--- Start Data ---

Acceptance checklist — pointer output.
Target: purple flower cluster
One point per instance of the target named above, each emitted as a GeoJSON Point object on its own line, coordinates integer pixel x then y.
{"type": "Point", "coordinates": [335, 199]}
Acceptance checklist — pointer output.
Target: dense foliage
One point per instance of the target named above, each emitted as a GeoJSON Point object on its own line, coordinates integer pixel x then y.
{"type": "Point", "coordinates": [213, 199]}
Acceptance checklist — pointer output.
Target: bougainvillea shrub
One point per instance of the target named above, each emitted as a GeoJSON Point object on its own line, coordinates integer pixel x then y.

--- End Data ---

Echo every line of these items back verbatim.

- Correct response:
Acceptance checklist — pointer output.
Target: purple flower cluster
One point per instance of the target named above, each emitted as a GeoJSON Point object on its own line, coordinates integer pixel x then y.
{"type": "Point", "coordinates": [335, 199]}
Acceptance checklist — pointer output.
Target: dense foliage
One point per instance of the target named above, each emitted as a GeoJSON Point object on its own line, coordinates integer pixel x then y.
{"type": "Point", "coordinates": [213, 199]}
Acceptance checklist — pointer output.
Target: bougainvillea shrub
One point per instance of the target named above, each emitted as a GeoJSON Point object on its own line, coordinates integer pixel x then y.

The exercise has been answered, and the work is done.